In a way, I don’t think this denigrates Desmond Tutu or the Dalai Lama so much as it further elevates God. After all, if being as good as those guys are still falls short of God’s glory, that’s a pretty impressive glory.

22 Comments

  1. perhaps Tutu is implying that God is beyond a category….such as Christian, or Muslim, or whatever….??
    just a suggestion.

    Comment by brian — November 8, 2005 @ 12:36 am

  2. I think he was implying that, among other things. But I tend to agree with Telford in that there’s a problem with thinking of religions as “categories.” Tutu seems to be thinking that religion is sort of a quality inherent to the person, like your race or gender, so just as God embraces people of all races and sexes he embraces all religions. That’s a rather peculiar view when you consider that religions are not really meant to be expressions of the nature of people, but of the nature of God. And this is especially true in Christianity, which claims to have been created by God himself coming to earth. Telf says: “We Christians don’t need to teach them (non-Christians) our culture, our history, our apologies, or even our religion. We bear only one thing. It is not something we created or own. We are merely entrusted with it for a time and held accountable for its fruitfulness when that time is over. That thing is the good news of Jesus Christ.” If the first disciples hadn’t been willing to tell it to people who belonged to other religions, obviously the faith wouldn’t exist.

    Comment by Camassia — November 8, 2005 @ 8:35 am

  3. I’ve been reading Luke Timothy Johnson’s commentary on Romans and he argues that for Paul sin is not necesarily about being a “bad person,” but is about our fundamental attitude toward God. In other words, the opposite of sin isn’t virtue but faith – i.e. trusting in God, recognizing our dependence on God, accepting our lives as a gift, etc.

    Not trusting in God leads to trying to secure our own existence and worth ourselves, which leads to all kinds of vices (“sins” plural – cf. Romans 1). Even the person who flawlessly keeps the law (as Paul elsewhere says he did) is guilty if he is trusting in his own accomplishments rather than on God’s grace (which is a form of idolatry). So the most “virtuous” person can also be a “sinner” if his fundamental orientation toward God is skewed.

    I think this makes sense of the often-criticized notion of “total depravity.” TD doesn’t say that we are incapable of doing any good things, but says that even our good deeds are tainted when they are done out of a desire to secure our worth and existence ourselves rather than receiving them as gifts from God.

What the exercise asks: Write what comes next in the blog discussion about Desmond Tutu and God, picking up after its last sentence. You won't need the rows that come next.

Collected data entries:
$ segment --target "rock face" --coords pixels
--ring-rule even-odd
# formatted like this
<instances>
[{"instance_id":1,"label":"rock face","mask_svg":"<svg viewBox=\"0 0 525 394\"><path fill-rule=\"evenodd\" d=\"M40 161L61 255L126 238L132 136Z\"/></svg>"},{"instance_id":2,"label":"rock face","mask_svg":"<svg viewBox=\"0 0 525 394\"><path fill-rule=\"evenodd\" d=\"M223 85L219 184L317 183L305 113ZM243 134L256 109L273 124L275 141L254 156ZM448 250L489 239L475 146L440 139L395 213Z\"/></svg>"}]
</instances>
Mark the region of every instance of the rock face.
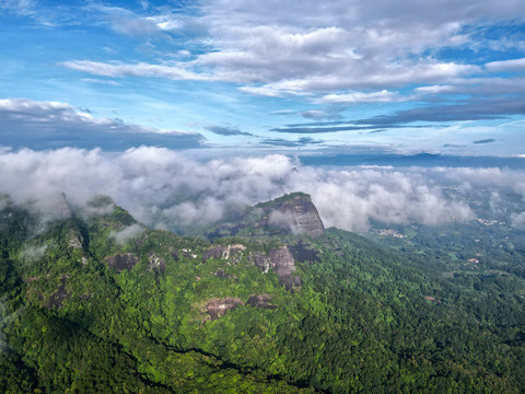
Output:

Answer to the exercise:
    Comment by Lee — November 8, 2005 @ 9:47 am

  4. Interesting. It actually sounds kind of like the evangelical “It’s all about your relationship with God!” approach. Come to think of it, another balancing act that seems tough for today’s Christians is between loving God and loving your neighbor. Johnson is emphasizing the traditional line that properly loving God is the first thing, and leads to loving your neighbor (and failing to love God leads to hurting your neighbor). But it seems like liberal Christians have seen enough people who put on a good show of piety towards God but harm their neighbors that they tend to put treatment of neighbor first. The trouble is when you lean too far the other way, the faith becomes human-centered rather than God-centered, to the point where how you identify and worship God are regarded as trivialities. But the God of the Bible is big on being properly identified. (The First Commandment, and all that.)

    Comment by Camassia — November 8, 2005 @ 1:11 pm

  5. “Even in a fallen world man still retains some knowledge of God and can enter by grace into communion with him.”

    For this nascent Quaker, that points to the core of the argument about original sin and justication. That “knowledge” is, I think, what we call the Inner Light, which is the Spirit of Christ, and which Robert Barclay, writing in 1678, identified with the gospel:

    “Although the mere outward declaration of the gospel is sometimes considered to be the gospel, this is actually only a figurative usage, of the nature of a metonymy. Properly speaking, the gospel is the inward power and life which preaches glad tidings in the heart of all men, offering them salvation, and attempting to redeem them from their iniquities. This is the reason for saying it has been preached “to every creature under heaven” even though there are many thousands of men and women who have never heard the outward gospel preached.” (from the Modern English paraphrase by Dean Freiday)

    I think this may have been what Tutu was getting at: that in the Dalai Lama that Inner Light shines more brightly than in most of us, and that, through grace, he does the work of Christ. “In my Father’s house are many rooms…” And I would say that the answer to Work’s objection is that the fact of the Dalai Lama’s justification by that Light is testified to by his good works: “You will know them by their fruits. Are grapes gathered from thorns, or figs from thistles? Thus you will know them by their fruits.”

    Comment by Dave Trowbridge — November 8, 2005 @ 9:14 pm

  6. There are a lot of different theories about how the Holy Spirit manifests itself, which accounts for a lot of the differences between denominations. To my understanding the Inner Light is actually considered the manifestation of Jesus’ second coming, so I’m not sure if that relates directly to the sort of innate (and pre-Christ) capacity for goodness that Ware was writing about. But I know very little about Quaker theology, so I’ll leave it to the Quaker readers to elaborate.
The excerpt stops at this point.